● **Task**: Convert the part of the records that opens at the very start and closes with the line containing "pixel 340 132" into a numbered list, leaving out any blank lines.
* start Given data *
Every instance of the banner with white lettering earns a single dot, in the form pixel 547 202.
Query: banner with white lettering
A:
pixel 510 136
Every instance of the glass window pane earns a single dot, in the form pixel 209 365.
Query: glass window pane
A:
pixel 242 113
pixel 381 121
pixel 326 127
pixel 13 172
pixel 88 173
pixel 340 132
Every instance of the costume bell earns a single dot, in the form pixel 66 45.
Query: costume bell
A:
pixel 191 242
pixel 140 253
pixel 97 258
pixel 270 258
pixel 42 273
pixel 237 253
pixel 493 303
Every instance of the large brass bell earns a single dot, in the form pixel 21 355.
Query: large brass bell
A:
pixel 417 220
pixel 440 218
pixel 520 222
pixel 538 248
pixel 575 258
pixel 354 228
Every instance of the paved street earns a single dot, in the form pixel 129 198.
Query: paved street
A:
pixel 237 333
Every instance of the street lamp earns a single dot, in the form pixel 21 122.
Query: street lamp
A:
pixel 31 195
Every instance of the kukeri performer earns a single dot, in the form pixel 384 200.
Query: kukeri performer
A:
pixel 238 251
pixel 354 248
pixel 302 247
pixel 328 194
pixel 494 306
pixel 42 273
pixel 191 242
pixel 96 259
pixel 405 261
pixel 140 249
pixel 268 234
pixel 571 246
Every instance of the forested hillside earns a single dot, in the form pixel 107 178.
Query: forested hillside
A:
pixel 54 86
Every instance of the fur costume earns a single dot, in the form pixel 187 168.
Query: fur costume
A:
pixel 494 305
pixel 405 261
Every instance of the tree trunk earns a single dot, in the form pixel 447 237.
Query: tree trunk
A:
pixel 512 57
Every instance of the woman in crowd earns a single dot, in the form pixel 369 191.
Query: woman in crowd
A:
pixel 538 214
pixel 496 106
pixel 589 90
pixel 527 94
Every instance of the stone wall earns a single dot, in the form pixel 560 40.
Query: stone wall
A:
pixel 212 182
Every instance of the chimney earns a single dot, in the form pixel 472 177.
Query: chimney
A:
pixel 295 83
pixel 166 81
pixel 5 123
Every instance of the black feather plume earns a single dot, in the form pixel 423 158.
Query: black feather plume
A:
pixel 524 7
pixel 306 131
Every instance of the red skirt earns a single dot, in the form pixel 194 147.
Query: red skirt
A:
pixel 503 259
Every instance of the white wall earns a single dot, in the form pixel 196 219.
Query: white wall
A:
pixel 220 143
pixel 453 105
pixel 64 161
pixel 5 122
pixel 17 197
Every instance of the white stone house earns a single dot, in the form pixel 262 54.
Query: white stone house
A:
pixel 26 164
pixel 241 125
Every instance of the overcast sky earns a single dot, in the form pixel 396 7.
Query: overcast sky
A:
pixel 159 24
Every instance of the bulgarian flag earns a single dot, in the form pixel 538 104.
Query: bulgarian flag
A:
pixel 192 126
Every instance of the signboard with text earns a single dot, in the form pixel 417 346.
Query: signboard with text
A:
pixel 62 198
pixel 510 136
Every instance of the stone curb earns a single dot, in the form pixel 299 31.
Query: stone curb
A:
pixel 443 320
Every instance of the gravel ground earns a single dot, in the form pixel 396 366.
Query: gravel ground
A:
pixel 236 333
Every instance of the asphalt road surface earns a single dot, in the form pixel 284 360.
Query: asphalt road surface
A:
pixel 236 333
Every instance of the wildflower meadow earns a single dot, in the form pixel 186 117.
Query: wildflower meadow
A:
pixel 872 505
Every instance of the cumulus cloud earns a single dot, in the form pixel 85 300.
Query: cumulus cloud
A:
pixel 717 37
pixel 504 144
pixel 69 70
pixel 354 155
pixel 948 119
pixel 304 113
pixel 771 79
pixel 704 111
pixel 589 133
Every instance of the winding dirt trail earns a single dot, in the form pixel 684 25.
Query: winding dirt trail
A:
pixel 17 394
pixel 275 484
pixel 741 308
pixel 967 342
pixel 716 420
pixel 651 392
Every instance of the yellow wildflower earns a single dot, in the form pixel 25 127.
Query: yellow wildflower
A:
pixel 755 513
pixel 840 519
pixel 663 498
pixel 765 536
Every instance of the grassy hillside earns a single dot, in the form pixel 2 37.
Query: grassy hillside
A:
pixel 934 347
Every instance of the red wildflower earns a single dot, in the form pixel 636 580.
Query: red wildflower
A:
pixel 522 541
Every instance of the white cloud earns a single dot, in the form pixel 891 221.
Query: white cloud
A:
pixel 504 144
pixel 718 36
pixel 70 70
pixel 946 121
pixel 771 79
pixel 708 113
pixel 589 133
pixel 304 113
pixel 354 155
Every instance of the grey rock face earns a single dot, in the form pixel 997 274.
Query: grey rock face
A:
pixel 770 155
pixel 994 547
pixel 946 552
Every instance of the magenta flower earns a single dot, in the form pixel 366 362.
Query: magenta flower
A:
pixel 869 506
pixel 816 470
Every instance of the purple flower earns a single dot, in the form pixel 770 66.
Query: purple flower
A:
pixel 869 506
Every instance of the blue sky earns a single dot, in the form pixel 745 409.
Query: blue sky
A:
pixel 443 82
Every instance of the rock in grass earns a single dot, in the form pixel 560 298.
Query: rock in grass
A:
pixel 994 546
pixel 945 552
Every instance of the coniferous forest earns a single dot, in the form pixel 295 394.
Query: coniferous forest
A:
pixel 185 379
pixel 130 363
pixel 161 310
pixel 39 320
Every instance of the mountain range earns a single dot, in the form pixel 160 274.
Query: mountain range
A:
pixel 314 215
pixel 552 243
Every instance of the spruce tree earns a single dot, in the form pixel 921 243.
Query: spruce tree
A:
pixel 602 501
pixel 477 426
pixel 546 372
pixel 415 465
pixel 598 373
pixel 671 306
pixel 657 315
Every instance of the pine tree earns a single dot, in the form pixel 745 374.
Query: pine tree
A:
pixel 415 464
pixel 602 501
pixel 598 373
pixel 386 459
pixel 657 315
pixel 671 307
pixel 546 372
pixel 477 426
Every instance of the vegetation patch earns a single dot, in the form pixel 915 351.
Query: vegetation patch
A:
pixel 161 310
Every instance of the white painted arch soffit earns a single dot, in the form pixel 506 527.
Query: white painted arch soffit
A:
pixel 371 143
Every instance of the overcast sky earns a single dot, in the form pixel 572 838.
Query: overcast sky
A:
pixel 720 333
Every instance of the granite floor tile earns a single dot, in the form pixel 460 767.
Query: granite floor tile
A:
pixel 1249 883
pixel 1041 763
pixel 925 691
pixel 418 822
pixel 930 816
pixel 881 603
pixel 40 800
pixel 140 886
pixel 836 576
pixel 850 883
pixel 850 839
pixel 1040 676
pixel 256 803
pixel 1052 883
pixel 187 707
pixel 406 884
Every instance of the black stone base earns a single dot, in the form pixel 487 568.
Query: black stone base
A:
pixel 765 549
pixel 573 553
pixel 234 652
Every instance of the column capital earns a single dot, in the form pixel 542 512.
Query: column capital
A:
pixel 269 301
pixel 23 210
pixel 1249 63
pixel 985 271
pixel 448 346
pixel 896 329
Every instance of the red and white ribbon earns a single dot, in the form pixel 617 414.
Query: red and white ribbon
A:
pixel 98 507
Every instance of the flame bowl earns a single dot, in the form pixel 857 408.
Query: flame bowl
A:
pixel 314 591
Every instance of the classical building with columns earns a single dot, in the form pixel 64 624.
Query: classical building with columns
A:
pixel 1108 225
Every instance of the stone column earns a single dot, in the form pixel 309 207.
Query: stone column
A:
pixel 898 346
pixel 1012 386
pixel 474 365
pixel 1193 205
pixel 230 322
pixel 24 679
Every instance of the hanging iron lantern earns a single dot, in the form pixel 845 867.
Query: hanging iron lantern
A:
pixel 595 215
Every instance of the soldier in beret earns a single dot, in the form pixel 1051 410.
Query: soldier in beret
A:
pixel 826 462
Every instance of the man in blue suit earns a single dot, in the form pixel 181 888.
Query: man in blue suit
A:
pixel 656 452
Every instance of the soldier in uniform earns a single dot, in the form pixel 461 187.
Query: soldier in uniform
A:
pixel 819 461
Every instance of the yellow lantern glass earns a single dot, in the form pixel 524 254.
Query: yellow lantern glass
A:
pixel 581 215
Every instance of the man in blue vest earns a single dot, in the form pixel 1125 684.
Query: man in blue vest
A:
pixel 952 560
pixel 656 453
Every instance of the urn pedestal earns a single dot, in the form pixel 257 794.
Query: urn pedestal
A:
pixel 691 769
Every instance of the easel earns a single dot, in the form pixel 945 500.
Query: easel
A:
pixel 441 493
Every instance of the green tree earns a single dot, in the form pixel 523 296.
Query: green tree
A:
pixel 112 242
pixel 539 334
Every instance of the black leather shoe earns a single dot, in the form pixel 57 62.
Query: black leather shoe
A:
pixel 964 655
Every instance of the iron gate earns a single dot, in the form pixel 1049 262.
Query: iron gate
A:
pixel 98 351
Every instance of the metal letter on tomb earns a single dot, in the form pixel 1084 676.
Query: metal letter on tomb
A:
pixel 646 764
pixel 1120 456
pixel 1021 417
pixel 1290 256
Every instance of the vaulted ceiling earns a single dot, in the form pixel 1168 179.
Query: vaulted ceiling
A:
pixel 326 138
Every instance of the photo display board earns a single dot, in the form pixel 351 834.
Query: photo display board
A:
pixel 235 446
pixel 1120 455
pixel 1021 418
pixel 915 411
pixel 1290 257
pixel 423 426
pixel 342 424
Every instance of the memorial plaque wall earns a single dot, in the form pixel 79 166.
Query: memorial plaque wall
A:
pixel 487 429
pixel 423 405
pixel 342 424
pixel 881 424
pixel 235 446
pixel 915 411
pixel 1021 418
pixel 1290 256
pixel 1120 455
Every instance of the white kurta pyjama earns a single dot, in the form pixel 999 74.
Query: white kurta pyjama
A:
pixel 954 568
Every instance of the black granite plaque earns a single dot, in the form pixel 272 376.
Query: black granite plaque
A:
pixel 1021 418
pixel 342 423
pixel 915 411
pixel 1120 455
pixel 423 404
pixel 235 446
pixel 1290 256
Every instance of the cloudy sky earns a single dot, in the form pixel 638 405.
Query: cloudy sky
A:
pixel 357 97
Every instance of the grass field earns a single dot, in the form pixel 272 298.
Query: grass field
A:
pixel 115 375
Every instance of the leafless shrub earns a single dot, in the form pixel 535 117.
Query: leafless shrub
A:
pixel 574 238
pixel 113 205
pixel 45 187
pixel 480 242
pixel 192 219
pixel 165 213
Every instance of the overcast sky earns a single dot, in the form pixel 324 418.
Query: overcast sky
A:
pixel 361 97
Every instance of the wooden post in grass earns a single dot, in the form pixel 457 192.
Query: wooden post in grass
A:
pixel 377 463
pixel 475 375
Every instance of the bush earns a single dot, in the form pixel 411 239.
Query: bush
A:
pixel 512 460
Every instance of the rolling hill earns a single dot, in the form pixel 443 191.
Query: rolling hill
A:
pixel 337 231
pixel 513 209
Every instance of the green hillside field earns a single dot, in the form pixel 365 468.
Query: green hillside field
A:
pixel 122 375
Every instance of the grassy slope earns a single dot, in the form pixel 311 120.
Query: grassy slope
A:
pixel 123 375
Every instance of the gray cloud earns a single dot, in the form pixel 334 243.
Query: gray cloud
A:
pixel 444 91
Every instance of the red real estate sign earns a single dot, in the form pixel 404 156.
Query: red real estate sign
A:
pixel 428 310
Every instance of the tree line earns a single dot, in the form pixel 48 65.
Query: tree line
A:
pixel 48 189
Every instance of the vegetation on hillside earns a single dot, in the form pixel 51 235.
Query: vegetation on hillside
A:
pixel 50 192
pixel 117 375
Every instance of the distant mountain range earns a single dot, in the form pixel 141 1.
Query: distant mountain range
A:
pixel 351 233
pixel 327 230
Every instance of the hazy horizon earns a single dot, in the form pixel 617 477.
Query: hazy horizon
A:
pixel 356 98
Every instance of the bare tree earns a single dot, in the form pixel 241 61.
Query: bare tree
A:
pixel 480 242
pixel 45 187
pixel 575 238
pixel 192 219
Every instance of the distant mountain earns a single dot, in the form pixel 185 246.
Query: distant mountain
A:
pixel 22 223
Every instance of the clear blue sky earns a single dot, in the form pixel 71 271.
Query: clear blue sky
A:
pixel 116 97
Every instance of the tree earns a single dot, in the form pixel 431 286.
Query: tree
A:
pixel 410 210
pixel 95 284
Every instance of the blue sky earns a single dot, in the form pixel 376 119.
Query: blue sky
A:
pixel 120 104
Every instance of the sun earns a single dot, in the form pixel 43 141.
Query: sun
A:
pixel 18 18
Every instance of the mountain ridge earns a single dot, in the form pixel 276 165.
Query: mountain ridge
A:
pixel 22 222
* end Given data *
● **Response**:
1. Every instance of the banner with white lettering earns a single dot, in the form pixel 547 202.
2. Query: banner with white lettering
3. A:
4. pixel 510 136
5. Every instance of the glass window pane earns a single dot, in the form pixel 209 365.
6. Query: glass window pane
7. A:
8. pixel 242 113
9. pixel 381 121
10. pixel 326 127
11. pixel 13 172
12. pixel 88 173
13. pixel 340 132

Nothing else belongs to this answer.